Recorded data:
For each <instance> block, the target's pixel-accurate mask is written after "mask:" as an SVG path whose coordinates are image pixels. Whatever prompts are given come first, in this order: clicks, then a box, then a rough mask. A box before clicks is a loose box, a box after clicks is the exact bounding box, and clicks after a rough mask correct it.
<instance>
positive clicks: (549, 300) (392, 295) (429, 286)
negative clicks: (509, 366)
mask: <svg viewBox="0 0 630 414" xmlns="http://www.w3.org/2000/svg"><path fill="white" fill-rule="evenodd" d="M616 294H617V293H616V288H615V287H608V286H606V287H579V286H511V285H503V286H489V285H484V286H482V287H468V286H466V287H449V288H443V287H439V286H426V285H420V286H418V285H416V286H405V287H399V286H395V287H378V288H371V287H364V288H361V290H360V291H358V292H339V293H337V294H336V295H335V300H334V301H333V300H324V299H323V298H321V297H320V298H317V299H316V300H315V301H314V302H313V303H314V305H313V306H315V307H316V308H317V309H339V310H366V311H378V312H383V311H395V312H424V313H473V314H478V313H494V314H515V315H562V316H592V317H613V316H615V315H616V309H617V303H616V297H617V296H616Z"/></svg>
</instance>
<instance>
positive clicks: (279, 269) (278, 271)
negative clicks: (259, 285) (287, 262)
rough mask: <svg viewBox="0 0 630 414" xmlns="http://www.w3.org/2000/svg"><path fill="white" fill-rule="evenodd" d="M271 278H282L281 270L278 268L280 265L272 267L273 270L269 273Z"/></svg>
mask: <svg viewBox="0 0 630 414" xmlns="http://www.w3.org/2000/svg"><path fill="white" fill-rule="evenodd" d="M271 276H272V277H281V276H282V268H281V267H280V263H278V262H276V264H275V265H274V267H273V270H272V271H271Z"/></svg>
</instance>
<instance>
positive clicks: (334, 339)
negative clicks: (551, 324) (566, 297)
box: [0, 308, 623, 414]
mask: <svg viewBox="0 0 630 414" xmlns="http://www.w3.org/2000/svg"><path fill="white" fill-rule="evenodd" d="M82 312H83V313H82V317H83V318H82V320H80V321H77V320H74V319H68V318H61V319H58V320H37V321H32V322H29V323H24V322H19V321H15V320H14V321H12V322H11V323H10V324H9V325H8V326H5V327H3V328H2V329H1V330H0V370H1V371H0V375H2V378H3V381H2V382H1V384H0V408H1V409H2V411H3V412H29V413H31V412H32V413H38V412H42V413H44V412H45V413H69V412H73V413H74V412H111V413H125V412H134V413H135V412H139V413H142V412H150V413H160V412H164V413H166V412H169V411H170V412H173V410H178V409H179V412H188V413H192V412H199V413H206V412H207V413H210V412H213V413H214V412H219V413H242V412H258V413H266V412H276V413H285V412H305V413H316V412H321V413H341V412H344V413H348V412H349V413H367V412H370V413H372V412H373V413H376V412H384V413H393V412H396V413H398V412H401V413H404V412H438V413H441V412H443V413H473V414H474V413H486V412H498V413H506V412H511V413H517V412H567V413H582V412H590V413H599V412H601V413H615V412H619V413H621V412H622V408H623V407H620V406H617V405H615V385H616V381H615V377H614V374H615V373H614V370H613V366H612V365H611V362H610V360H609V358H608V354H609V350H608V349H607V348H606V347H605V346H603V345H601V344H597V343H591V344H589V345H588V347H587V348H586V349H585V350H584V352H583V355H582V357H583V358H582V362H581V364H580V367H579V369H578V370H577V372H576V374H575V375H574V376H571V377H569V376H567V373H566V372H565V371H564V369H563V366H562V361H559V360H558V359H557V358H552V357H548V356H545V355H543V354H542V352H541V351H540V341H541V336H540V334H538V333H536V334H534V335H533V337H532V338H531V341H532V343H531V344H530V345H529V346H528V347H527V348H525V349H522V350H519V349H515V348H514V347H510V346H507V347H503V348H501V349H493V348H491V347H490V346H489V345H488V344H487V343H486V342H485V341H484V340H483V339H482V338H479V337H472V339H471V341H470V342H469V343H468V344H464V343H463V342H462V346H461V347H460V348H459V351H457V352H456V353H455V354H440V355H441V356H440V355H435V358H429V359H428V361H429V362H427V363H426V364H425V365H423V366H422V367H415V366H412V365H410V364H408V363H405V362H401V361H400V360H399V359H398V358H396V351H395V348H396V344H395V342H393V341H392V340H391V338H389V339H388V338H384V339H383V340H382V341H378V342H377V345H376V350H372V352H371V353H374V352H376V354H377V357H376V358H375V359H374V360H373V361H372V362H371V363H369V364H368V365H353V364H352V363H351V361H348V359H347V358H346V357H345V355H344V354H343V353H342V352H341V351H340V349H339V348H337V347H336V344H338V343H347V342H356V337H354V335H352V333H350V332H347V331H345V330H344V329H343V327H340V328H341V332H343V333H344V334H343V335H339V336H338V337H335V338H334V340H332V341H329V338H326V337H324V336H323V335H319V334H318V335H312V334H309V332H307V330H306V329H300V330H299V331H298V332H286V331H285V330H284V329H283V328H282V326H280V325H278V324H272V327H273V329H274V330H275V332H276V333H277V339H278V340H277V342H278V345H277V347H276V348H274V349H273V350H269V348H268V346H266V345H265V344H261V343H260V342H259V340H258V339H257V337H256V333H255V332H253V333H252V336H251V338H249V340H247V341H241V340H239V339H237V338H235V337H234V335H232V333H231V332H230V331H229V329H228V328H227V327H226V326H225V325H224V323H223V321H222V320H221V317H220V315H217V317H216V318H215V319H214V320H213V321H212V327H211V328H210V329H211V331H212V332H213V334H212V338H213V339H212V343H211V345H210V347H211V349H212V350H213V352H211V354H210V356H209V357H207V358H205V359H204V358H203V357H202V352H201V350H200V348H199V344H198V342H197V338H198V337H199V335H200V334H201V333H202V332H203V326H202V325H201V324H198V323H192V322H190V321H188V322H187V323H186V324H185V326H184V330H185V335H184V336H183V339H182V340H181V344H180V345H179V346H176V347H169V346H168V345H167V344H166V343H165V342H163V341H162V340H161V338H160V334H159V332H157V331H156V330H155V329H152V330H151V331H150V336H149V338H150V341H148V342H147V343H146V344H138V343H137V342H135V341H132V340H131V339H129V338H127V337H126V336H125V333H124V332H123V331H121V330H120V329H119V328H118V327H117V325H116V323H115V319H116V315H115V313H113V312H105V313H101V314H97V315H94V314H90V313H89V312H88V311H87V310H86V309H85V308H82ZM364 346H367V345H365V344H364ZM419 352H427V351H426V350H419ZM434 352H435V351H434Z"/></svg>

* [Work request]:
Print each entry exactly as it was written.

* [Reply to the exercise]:
For each <instance> block, the target's pixel-accurate mask is written after "mask:" as an SVG path whose coordinates are image pixels. Whatever prompts are given come first, in this order: clicks, then a box, then a rough mask. A box before clicks is a loose box, a box after clicks is the exact bounding box, and clicks after a rough mask correct it.
<instance>
positive clicks: (549, 300) (392, 295) (429, 286)
negative clicks: (509, 366)
mask: <svg viewBox="0 0 630 414" xmlns="http://www.w3.org/2000/svg"><path fill="white" fill-rule="evenodd" d="M616 294H617V293H616V288H615V287H608V286H606V287H579V286H511V285H503V286H489V285H484V286H482V287H468V286H466V287H449V288H443V287H439V286H426V285H420V286H418V285H416V286H405V287H399V286H395V287H378V288H371V287H364V288H361V290H360V291H358V292H339V293H337V294H336V295H335V300H334V301H333V300H324V299H323V298H321V297H320V298H317V299H316V300H315V301H314V302H313V303H314V305H313V306H315V307H316V308H317V309H339V310H366V311H378V312H383V311H395V312H424V313H473V314H478V313H494V314H515V315H562V316H592V317H613V316H615V315H616V309H617V303H616V297H617V296H616Z"/></svg>
</instance>
<instance>
positive clicks: (279, 269) (278, 271)
negative clicks: (259, 285) (287, 262)
rough mask: <svg viewBox="0 0 630 414" xmlns="http://www.w3.org/2000/svg"><path fill="white" fill-rule="evenodd" d="M271 278H282L281 270L278 268L280 265L272 267L273 270L269 273Z"/></svg>
mask: <svg viewBox="0 0 630 414" xmlns="http://www.w3.org/2000/svg"><path fill="white" fill-rule="evenodd" d="M271 276H272V277H281V276H282V268H281V267H280V263H278V262H276V264H275V265H274V267H273V270H272V271H271Z"/></svg>
</instance>
<instance>
positive clicks: (334, 339)
negative clicks: (551, 324) (566, 297)
box: [0, 308, 623, 414]
mask: <svg viewBox="0 0 630 414" xmlns="http://www.w3.org/2000/svg"><path fill="white" fill-rule="evenodd" d="M82 312H83V313H82V317H83V318H82V320H80V321H77V320H74V319H68V318H61V319H58V320H37V321H32V322H29V323H24V322H19V321H15V320H14V321H12V322H11V323H10V324H9V325H8V326H5V327H3V328H2V329H1V330H0V370H1V371H0V375H2V378H3V381H2V382H1V384H0V408H1V409H2V411H3V412H29V413H31V412H32V413H38V412H42V413H44V412H45V413H69V412H73V413H74V412H111V413H125V412H134V413H135V412H139V413H142V412H150V413H160V412H164V413H166V412H169V411H170V412H173V410H178V409H179V412H188V413H192V412H199V413H206V412H207V413H210V412H213V413H214V412H219V413H242V412H258V413H266V412H276V413H285V412H305V413H316V412H321V413H341V412H344V413H348V412H349V413H367V412H370V413H372V412H373V413H376V412H384V413H393V412H396V413H398V412H401V413H404V412H438V413H441V412H443V413H473V414H474V413H486V412H498V413H506V412H511V413H517V412H567V413H582V412H590V413H599V412H601V413H615V412H619V413H621V412H622V408H623V407H620V406H617V405H615V385H616V381H615V377H614V374H615V373H614V370H613V366H612V365H611V362H610V360H609V358H608V354H609V350H608V349H607V348H606V347H605V346H603V345H601V344H597V343H591V344H589V345H588V347H587V348H586V349H585V350H584V352H583V355H582V357H583V358H582V362H581V364H580V367H579V369H578V370H577V372H576V374H575V375H574V376H571V377H569V376H567V373H566V372H565V371H564V369H563V366H562V361H559V360H558V359H557V358H552V357H548V356H545V355H543V354H542V352H541V351H540V341H541V336H540V334H538V333H536V334H534V335H533V337H532V338H531V341H532V343H531V344H530V345H529V346H528V347H527V348H525V349H522V350H519V349H515V348H514V347H510V346H507V347H503V348H501V349H493V348H491V347H490V346H489V345H488V344H487V343H486V342H485V341H484V340H483V339H482V338H479V337H472V339H471V341H470V342H469V343H468V344H464V343H463V342H462V346H461V347H460V348H459V351H457V352H456V353H455V354H440V355H441V356H440V355H435V358H429V359H428V361H429V362H427V363H426V364H425V365H423V366H422V367H415V366H412V365H410V364H408V363H405V362H401V361H400V360H399V359H398V358H396V351H395V348H396V344H395V342H393V341H392V340H391V338H389V339H388V338H384V339H383V340H382V341H378V342H377V345H376V350H372V352H371V353H374V352H376V354H377V357H376V358H375V359H374V360H373V361H372V362H371V363H369V364H368V365H353V364H352V363H351V361H348V359H347V358H346V357H345V355H344V354H343V353H342V352H341V351H340V349H339V348H337V347H336V344H338V343H347V342H356V337H354V335H352V333H350V332H347V331H345V330H344V329H343V327H340V328H341V332H343V333H344V334H343V335H339V336H338V337H335V338H334V340H332V341H329V338H326V337H324V336H323V335H319V334H318V335H312V334H309V332H307V330H306V329H300V330H299V331H298V332H286V331H285V330H284V329H283V328H282V326H280V325H278V324H272V327H273V329H274V330H275V332H276V333H277V339H278V340H277V342H278V345H277V347H276V348H274V349H273V350H269V348H268V346H266V345H265V344H261V343H260V342H259V340H258V339H257V337H256V333H255V332H253V333H252V336H251V338H249V340H247V341H241V340H239V339H237V338H235V337H234V335H232V333H231V332H230V331H229V329H228V328H227V327H226V326H225V325H224V323H223V321H222V320H221V317H220V315H217V317H216V318H215V319H214V320H213V321H212V327H211V328H210V329H211V331H212V332H213V334H212V338H213V339H212V343H211V345H210V347H211V349H212V350H213V352H211V354H210V356H209V357H207V358H205V359H204V358H203V357H202V352H201V350H200V348H199V344H198V342H197V338H198V337H199V335H200V334H201V333H202V332H203V326H202V325H201V324H198V323H192V322H190V321H188V322H187V323H186V324H185V326H184V330H185V335H184V336H183V339H182V340H181V344H180V345H179V346H176V347H169V346H168V345H167V344H166V343H165V342H163V341H162V340H161V338H160V334H159V332H157V331H156V330H155V329H152V330H151V331H150V336H149V338H150V341H148V342H147V343H146V344H138V343H137V342H135V341H132V340H131V339H129V338H127V337H126V336H125V333H124V332H123V331H121V330H120V329H119V328H118V327H117V325H116V323H115V319H116V315H115V313H113V312H105V313H101V314H97V315H94V314H90V313H89V312H88V311H87V310H86V309H85V308H82ZM364 346H367V345H365V344H364ZM419 352H427V351H426V350H419ZM434 352H435V351H434Z"/></svg>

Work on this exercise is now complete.